* Text extract
Tim Burton's The Nightmare Before Christmas is a 1993 stop-motion fantasy film, directed by Henry Selick and produced/co-written by Tim Burton. The movie originated as a poem written by Tim Burton in 1982, while he was working as a Disney animator.
In a magical place called Halloween Town, all of the town's citizens have gathered to celebrate their holiday and success after terrifying the world. However, Jack Skellington, the Pumpkin King and most-acclaimed citizen of the town, also the de-facto leader, has become tired of this holiday and no longer sees the point of scaring people. The night after the celebration, he takes a long walk through the forest with his ghost dog Zero (who has a glowing pumpkin for a nose), where he finds doorways to other holidays. Intrigued by one showing a bright green tree with decorations, Jack opens the door and falls down a hole leading into Christmas Town. Amazed by the snow, color, and wonder he sees, Jack becomes fascinated with Christmas.
Jack returns to Halloween Town and shows the citizens examples of Christmas items. He shows them Christmas trees, stockings, and the whole routine of Christmas Eve and Christmas Day. The townspeople are excited, but Jack worries they don't fully grasp the concepts he's trying to explain to them. In the crowd is Sally, a ragdoll brought to life by the town scientist, Dr. Finklestein. She is secretly in love with Jack and is also awestruck by Christmas, but sees a vision of a burning Christmas tree and worries it is a bad sign. She informs Jack of her vision but he simply shrugs it off his shoulders and goes ahead in his plan.

* Written exercise 1
Locate every line in the entries that contains the string "roof", and copy each of those lines.
The film summary and the entries that follow it have no connection to each other.

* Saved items
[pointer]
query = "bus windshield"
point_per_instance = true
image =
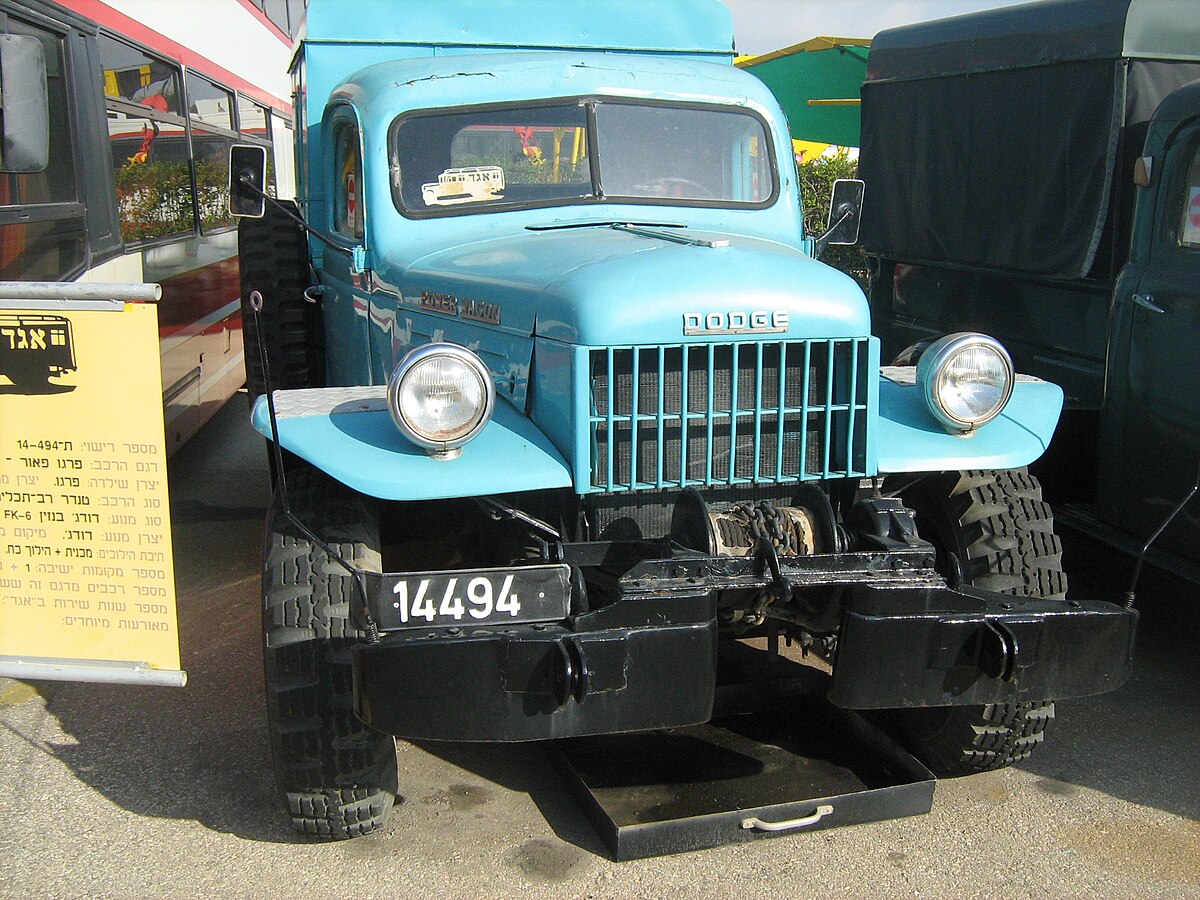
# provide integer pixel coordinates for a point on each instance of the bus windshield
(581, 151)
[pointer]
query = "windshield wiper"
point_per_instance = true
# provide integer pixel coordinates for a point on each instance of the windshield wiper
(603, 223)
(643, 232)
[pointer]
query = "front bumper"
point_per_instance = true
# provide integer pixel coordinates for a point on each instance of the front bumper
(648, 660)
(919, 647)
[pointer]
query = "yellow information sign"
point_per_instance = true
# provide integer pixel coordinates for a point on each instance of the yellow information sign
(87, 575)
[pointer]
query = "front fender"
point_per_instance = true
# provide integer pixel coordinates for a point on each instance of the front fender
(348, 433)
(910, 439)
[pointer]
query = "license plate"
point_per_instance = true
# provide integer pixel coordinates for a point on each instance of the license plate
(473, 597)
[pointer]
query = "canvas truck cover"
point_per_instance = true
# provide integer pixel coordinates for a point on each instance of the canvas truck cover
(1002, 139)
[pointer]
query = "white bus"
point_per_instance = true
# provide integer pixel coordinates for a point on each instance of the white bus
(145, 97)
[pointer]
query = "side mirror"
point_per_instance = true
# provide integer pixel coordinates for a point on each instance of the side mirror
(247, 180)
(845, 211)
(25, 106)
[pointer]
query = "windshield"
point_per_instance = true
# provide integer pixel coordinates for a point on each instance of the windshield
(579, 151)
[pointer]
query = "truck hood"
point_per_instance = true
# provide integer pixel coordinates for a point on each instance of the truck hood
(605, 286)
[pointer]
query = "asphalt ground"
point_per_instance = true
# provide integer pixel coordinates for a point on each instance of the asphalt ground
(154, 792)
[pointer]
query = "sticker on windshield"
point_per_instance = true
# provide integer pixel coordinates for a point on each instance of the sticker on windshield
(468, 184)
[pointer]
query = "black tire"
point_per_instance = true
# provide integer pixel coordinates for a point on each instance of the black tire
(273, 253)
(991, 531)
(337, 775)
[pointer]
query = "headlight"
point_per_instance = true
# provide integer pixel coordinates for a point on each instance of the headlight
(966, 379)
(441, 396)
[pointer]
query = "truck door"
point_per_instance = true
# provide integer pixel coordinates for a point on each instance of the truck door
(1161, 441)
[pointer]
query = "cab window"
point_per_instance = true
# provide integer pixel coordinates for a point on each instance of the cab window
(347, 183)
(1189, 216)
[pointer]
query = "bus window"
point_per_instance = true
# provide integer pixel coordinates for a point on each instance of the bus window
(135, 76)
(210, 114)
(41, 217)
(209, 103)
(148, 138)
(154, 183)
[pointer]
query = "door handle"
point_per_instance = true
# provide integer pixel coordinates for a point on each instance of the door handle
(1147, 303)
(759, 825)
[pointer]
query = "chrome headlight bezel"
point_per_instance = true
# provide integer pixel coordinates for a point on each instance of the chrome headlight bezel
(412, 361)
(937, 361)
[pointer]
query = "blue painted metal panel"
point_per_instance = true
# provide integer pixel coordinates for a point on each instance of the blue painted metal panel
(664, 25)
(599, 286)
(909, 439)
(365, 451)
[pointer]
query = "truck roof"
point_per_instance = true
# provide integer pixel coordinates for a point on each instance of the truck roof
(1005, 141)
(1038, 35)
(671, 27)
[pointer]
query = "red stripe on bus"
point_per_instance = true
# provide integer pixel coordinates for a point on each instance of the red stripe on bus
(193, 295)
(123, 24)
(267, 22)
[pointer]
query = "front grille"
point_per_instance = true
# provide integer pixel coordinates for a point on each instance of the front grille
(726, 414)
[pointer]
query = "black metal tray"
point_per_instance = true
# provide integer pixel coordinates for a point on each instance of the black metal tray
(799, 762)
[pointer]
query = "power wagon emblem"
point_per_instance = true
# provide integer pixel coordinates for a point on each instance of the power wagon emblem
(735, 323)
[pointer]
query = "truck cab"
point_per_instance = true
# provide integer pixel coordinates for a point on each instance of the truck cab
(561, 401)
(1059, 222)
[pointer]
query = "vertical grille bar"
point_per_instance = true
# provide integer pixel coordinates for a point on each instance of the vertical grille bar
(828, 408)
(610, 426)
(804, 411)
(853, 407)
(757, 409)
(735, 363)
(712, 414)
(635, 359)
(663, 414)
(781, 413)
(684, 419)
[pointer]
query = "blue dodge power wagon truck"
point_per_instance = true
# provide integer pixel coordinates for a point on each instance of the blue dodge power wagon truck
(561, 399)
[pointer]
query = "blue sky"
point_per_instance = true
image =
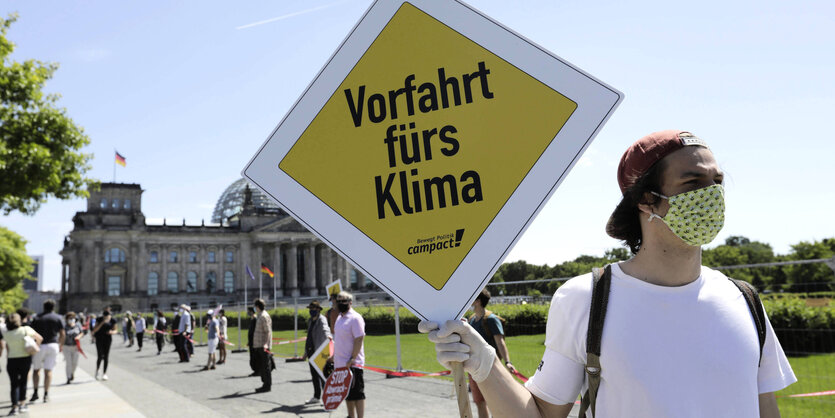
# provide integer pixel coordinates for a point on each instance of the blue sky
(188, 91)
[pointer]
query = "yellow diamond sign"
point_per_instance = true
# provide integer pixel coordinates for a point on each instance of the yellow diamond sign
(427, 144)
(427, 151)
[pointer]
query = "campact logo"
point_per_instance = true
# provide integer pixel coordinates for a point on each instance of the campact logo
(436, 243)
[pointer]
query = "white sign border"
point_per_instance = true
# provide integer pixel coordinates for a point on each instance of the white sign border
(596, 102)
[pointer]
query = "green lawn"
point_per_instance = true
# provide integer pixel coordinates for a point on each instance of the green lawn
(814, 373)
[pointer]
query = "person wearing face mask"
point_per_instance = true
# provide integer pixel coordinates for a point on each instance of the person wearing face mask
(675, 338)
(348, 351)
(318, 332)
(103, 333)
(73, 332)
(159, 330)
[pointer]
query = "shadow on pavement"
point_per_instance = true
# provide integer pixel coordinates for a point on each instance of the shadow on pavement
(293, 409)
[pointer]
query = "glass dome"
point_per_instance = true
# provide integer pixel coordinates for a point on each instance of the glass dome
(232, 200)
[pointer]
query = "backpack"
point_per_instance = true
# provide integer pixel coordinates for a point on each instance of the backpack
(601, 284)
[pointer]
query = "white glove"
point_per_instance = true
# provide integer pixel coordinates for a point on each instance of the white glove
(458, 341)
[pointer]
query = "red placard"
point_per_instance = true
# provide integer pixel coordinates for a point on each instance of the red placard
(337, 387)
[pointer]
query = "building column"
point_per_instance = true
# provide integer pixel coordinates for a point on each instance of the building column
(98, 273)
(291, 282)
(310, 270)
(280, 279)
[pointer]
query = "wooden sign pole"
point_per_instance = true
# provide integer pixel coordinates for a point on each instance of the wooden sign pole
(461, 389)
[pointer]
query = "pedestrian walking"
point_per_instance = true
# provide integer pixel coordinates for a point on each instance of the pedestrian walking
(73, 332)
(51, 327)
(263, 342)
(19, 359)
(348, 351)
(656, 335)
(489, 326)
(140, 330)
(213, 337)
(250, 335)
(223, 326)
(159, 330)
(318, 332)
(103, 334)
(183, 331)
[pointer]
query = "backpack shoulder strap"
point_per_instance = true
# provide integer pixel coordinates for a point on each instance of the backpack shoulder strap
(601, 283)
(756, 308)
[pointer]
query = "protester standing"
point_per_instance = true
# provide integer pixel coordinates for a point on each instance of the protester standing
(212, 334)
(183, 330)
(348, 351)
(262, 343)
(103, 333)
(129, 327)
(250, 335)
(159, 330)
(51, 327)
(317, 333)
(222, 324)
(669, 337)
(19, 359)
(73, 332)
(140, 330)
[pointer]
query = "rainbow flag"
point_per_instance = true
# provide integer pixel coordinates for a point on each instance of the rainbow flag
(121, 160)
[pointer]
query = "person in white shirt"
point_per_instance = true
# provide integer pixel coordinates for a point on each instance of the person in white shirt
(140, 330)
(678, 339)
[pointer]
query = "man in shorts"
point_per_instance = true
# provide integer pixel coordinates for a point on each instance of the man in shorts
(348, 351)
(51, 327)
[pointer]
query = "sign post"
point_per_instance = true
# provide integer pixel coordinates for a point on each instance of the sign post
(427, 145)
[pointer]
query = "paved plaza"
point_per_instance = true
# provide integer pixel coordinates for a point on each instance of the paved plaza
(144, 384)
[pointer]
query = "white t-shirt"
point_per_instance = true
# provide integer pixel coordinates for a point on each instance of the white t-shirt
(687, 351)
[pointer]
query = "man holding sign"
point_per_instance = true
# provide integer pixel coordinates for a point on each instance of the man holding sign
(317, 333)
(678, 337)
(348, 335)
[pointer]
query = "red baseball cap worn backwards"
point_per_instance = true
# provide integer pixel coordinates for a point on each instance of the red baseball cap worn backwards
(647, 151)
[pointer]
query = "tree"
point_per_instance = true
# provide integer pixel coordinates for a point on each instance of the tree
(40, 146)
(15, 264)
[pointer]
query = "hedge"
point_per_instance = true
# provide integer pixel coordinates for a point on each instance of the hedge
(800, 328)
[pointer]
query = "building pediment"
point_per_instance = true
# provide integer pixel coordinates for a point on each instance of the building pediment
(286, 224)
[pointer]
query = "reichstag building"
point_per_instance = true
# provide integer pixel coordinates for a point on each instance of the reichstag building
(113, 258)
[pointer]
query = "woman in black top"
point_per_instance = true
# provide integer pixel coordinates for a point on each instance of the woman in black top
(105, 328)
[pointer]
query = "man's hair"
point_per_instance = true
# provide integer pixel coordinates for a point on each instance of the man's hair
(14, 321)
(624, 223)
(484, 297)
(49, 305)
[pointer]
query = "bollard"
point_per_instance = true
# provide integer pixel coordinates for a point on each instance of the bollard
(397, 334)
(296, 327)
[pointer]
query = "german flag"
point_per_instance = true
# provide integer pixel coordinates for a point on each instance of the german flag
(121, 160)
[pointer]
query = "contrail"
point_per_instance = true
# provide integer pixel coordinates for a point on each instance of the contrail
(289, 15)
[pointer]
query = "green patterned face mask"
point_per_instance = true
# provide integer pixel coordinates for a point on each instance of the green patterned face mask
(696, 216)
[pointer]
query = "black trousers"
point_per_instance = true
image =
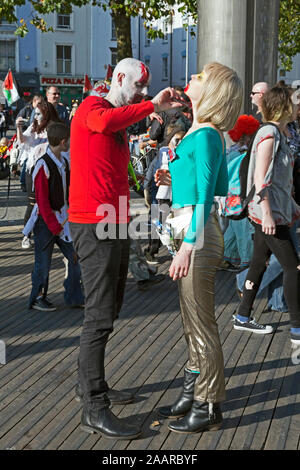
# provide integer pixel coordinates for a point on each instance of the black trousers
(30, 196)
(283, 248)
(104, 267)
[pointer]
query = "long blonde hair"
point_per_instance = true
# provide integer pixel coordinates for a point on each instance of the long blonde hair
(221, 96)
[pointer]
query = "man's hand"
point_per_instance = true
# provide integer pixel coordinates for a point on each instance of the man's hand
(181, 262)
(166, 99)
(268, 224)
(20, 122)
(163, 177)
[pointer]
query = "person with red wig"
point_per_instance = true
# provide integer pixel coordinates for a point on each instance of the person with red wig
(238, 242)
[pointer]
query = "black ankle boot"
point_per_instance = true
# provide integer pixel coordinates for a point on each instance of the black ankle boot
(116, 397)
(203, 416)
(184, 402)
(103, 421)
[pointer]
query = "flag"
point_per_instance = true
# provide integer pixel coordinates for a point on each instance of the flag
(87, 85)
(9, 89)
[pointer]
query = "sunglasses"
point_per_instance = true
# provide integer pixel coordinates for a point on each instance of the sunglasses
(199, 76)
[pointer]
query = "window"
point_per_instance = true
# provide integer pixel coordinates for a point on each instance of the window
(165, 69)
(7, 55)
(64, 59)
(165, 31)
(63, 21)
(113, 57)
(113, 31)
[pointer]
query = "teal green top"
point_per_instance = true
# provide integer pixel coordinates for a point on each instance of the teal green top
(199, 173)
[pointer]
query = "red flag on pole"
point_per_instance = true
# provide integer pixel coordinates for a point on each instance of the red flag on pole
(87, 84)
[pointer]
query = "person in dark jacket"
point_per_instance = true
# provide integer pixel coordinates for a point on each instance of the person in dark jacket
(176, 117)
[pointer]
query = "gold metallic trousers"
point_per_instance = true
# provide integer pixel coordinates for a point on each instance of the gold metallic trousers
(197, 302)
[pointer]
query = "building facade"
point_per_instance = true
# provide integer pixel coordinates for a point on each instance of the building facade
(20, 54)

* Written exercise 2
Answer these questions using the film summary above:
(a) In what year did Tim Burton write the poem that the movie originated from?
(b) What does Jack's ghost dog Zero have for a nose?
(c) Who brought Sally to life?

* Response 1
query = "truck roof"
# provide integer pixel coordinates for a point on each instance of the truck roof

* Response 2
(a) 1982
(b) A glowing pumpkin
(c) Dr. Finklestein, the town scientist